__Exercise instructions__
Update the rows from their start through the line containing "negative clicks: (130, 251) (116, 90)", both ends included, so that every "clicks" becomes "points" and nothing else changes. Leave the pictures out of your answer.

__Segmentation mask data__
+ + + +

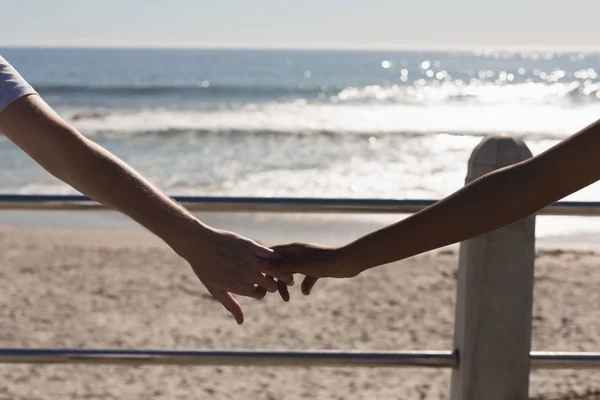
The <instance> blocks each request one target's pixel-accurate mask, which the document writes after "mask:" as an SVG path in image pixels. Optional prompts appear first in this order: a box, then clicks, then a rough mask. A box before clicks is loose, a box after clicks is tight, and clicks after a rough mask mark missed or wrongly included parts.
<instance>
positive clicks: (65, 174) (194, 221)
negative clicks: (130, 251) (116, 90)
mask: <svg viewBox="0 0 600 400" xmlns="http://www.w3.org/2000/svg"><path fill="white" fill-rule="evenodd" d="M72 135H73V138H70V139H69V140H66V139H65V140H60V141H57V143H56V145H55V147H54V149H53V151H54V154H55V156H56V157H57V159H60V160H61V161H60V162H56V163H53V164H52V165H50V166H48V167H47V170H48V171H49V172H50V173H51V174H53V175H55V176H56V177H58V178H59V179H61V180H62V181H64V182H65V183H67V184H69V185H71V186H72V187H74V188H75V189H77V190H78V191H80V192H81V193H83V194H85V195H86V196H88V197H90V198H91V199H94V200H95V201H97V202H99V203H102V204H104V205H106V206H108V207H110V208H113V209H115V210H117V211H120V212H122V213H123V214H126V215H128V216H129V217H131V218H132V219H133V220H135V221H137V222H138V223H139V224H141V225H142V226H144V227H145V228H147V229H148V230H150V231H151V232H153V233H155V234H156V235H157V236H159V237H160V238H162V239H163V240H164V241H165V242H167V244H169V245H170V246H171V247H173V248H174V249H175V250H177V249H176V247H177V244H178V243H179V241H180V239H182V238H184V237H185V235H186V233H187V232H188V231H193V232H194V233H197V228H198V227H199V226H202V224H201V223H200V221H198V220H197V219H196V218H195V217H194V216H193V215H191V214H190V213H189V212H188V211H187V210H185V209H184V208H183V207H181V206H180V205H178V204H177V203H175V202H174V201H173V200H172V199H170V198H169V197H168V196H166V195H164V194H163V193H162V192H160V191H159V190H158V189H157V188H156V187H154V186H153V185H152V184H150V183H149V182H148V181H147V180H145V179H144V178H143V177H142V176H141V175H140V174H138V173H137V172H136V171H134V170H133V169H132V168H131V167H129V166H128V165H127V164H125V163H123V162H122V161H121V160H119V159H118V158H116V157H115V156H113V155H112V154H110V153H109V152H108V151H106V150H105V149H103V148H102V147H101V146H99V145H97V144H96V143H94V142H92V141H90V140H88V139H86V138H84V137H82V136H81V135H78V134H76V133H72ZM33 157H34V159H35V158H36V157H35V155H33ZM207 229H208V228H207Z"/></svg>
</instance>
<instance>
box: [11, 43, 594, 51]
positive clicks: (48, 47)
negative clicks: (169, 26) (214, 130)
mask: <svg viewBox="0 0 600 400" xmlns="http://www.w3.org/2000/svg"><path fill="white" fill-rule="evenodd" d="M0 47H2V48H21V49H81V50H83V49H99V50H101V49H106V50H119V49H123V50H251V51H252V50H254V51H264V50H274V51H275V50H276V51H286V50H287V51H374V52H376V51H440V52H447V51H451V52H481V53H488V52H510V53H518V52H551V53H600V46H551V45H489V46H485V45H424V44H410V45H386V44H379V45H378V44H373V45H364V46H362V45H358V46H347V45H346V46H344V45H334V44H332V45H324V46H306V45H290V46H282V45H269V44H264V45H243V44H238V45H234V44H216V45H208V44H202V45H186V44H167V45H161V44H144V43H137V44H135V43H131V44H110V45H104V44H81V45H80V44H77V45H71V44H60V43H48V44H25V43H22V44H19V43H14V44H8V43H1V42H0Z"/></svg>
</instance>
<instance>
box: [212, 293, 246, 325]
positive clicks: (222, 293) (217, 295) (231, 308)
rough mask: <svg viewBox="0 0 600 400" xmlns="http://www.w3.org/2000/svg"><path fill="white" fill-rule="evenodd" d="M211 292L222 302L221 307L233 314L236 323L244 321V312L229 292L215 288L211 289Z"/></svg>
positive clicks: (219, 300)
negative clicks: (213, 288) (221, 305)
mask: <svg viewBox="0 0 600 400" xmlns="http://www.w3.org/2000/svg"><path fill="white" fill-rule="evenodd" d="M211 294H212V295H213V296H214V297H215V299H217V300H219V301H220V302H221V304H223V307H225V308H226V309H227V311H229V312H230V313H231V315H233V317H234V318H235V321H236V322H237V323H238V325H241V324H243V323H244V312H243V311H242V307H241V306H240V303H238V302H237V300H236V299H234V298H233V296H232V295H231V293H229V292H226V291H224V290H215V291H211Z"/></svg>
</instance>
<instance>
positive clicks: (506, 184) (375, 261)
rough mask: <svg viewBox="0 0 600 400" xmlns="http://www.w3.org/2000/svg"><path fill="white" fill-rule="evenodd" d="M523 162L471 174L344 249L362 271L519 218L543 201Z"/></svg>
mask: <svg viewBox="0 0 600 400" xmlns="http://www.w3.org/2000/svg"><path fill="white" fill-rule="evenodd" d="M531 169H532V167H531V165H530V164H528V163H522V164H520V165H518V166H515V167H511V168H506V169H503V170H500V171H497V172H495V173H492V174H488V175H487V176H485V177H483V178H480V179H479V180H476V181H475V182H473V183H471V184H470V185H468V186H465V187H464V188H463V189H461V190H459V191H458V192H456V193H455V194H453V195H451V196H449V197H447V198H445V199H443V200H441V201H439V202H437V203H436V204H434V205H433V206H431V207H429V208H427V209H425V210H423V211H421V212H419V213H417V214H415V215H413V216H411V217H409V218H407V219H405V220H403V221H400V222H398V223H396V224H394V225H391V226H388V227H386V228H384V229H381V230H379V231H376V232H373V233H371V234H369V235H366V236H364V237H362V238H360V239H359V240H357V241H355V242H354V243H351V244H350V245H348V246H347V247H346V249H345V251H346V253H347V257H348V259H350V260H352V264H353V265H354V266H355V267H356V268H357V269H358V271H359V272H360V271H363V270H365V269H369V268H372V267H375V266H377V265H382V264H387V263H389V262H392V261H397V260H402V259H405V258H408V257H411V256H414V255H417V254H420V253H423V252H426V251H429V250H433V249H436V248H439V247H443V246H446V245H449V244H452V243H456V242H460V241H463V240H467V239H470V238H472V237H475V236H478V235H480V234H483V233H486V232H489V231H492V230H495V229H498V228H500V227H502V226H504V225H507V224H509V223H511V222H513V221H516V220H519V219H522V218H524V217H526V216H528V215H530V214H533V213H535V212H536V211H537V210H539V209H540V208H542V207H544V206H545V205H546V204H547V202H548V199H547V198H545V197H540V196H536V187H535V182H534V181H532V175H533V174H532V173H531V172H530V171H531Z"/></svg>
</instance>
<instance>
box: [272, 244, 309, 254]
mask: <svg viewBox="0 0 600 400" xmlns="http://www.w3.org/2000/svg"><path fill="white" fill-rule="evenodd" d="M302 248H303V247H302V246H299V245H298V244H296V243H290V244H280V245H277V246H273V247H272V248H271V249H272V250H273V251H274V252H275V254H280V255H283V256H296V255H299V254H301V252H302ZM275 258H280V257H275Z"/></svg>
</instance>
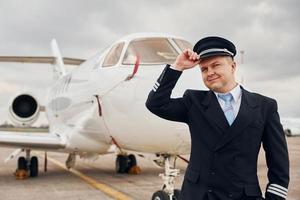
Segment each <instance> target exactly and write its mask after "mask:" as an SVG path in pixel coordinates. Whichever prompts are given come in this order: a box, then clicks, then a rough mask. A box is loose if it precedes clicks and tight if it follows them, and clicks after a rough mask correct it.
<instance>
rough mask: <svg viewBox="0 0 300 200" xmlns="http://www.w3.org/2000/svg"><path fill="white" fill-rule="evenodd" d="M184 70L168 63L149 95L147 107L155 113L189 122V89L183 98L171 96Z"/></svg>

+ + + +

__Answer area__
The <instance> blocks each request one target's pixel-accurate mask, which the document writes after "mask:" as an SVG path in image pixels. Optional prompts appear first in this order: a box, then points, then a rough mask. A box before points is loose, a box after points is tight, and points after a rough mask mark missed or wrongly included parts.
<instance>
positive points: (65, 174) (194, 221)
negative points: (130, 251) (116, 90)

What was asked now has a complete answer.